## Short problem
Rewrite the items from the start of the records through the line containing "(1111, 474)", switching "dot" to "point" and leaving everything else unchanged.

## Data supplied
++++++++

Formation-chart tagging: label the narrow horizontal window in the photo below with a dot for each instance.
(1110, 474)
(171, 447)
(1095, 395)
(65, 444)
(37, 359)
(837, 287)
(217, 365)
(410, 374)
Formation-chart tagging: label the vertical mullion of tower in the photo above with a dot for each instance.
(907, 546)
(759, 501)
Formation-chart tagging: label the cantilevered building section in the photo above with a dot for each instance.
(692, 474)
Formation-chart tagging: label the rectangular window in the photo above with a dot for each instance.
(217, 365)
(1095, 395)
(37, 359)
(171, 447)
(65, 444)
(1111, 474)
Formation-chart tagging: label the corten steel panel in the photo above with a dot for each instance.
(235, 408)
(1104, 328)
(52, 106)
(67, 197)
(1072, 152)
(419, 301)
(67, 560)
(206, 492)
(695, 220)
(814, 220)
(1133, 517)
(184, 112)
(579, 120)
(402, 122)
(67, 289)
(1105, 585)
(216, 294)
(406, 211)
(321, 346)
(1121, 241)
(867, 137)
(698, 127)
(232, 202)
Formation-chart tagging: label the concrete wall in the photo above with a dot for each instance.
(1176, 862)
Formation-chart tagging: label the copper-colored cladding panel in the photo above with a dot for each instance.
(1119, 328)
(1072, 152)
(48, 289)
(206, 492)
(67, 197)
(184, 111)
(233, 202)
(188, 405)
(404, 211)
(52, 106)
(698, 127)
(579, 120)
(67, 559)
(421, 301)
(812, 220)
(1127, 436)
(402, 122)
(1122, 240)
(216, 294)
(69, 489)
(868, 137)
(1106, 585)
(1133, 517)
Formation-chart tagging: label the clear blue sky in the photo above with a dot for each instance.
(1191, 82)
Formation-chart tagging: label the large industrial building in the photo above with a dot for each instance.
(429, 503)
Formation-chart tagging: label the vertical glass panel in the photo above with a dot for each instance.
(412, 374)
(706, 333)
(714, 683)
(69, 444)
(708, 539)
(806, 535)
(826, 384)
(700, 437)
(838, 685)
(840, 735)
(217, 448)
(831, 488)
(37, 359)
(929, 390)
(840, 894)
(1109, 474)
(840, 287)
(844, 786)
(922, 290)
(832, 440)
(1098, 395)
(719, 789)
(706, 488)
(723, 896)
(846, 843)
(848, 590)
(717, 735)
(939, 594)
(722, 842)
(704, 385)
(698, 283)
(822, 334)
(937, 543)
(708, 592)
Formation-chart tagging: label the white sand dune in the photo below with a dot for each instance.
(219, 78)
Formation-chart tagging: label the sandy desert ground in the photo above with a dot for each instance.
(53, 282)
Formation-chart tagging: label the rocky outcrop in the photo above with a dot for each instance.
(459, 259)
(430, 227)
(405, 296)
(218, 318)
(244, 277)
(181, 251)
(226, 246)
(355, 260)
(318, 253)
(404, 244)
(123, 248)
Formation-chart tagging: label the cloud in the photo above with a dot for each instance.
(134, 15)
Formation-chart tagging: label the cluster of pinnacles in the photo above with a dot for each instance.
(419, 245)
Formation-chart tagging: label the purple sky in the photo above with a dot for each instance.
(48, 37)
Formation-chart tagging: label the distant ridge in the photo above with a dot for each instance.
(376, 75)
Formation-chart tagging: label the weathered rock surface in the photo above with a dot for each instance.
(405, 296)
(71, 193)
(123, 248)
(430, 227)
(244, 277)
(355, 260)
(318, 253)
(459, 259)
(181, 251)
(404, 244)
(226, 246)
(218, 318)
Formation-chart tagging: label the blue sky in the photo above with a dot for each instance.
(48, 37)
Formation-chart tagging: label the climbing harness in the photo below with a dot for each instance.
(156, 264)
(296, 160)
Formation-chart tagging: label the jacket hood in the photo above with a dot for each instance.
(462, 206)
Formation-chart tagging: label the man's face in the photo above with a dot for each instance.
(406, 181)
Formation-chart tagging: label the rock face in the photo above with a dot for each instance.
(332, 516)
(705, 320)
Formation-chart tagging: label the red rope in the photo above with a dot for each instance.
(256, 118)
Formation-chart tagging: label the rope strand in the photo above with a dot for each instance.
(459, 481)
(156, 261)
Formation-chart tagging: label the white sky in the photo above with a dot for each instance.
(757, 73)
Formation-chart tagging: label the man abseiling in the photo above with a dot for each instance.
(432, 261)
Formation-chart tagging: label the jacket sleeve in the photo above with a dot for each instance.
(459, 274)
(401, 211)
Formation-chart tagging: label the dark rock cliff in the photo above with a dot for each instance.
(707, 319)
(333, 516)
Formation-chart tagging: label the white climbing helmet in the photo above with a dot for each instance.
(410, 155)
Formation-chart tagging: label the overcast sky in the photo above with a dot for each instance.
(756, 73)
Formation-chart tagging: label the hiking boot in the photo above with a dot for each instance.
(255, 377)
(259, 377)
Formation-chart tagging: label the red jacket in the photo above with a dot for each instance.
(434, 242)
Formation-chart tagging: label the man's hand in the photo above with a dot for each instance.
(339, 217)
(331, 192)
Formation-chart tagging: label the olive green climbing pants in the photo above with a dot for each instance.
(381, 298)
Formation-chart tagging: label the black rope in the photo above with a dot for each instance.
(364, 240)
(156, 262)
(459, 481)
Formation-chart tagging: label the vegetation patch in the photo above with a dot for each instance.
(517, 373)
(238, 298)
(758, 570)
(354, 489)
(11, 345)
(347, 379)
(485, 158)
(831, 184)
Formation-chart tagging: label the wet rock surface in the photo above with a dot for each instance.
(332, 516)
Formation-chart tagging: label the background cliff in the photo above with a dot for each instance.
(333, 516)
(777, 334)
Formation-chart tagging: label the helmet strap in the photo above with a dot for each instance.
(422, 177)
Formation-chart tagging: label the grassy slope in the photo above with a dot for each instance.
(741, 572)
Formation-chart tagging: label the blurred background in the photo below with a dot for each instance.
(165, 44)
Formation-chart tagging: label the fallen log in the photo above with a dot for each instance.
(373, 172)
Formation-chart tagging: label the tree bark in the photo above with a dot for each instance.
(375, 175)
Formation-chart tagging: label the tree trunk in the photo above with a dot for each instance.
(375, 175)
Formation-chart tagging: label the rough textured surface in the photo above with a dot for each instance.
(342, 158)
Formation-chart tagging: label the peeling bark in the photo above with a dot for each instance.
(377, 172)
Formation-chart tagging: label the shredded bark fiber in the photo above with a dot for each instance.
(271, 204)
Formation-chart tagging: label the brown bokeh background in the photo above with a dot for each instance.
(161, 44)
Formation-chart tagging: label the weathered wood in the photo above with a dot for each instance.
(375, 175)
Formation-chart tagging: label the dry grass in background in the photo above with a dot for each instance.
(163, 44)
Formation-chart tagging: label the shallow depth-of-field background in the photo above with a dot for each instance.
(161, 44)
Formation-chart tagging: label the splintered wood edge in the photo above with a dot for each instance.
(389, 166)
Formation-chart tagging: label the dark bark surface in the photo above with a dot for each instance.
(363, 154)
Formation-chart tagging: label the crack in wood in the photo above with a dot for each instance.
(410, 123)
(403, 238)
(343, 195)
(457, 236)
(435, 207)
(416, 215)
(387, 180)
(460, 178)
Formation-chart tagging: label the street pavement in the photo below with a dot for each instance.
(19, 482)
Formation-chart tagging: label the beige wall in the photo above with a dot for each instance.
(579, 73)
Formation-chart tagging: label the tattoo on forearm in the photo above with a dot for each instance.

++++++++

## Solution below
Formation-chart tagging: label the narrow horizontal window in the photo below with a point for each instance.
(1110, 474)
(171, 447)
(1095, 395)
(65, 444)
(37, 359)
(837, 287)
(217, 365)
(410, 374)
Formation-chart tagging: label the vertical mullion of tower in the photo above with a point for each instance.
(907, 546)
(759, 501)
Formation-chart tagging: label the cantilevered building section in the photo above with a point for each instance.
(692, 474)
Formation-chart tagging: label the rectangular window in the photo above with a point for each instance.
(217, 365)
(1095, 395)
(37, 359)
(171, 447)
(65, 444)
(1111, 474)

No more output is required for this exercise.